[DIRECTION]:
Locate every line below that contains the string "grass", treating uppercase and lowercase as different, and copy each such line in full.

[EXCERPTED RECORDS]:

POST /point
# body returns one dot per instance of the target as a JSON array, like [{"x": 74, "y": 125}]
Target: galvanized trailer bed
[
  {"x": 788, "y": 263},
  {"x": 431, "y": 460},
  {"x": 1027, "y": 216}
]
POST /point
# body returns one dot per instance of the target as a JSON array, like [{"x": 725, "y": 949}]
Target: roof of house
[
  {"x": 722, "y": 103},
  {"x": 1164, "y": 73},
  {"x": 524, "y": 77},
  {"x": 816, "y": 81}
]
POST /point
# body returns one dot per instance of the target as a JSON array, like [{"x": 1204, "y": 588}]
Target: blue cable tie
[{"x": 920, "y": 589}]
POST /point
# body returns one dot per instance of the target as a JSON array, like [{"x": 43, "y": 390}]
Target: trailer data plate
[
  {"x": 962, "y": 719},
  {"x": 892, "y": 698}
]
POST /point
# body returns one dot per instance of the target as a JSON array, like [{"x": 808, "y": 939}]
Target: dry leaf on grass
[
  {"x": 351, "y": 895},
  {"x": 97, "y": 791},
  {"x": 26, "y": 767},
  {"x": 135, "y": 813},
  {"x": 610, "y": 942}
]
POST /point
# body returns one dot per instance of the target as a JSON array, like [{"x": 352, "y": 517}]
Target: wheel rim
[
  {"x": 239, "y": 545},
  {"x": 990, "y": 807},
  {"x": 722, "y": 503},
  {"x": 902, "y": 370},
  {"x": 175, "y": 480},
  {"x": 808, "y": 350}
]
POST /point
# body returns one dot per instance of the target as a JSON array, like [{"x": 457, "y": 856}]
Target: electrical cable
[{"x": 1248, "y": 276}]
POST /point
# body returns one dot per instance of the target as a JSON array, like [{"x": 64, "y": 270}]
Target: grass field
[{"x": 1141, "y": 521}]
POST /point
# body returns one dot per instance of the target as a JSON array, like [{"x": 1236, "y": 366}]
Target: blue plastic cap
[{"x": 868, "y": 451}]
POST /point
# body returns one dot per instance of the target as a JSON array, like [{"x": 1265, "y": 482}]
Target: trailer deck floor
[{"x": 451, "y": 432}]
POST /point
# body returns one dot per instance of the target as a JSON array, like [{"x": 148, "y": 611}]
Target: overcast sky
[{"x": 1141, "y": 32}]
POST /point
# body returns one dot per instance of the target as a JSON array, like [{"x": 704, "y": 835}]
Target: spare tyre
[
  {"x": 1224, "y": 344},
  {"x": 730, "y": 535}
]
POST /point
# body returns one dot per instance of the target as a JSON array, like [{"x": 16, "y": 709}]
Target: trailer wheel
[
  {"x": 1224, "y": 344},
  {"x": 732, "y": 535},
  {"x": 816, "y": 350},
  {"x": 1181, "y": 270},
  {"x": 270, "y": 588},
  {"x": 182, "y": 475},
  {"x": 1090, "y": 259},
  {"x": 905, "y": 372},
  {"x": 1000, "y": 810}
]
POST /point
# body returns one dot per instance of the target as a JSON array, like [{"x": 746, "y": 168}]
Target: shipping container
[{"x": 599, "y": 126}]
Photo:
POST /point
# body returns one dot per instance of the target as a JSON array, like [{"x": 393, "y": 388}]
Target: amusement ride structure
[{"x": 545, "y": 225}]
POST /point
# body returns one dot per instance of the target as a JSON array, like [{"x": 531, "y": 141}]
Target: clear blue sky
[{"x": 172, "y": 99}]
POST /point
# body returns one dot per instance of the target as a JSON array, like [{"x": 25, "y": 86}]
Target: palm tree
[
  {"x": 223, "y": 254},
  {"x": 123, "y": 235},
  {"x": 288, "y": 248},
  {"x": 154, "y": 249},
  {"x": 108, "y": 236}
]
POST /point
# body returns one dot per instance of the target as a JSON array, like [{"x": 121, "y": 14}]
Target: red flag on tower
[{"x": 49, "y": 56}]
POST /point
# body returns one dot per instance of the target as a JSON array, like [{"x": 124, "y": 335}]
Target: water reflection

[SOLVED EXERCISE]:
Target: dry leaf on grass
Target: grass field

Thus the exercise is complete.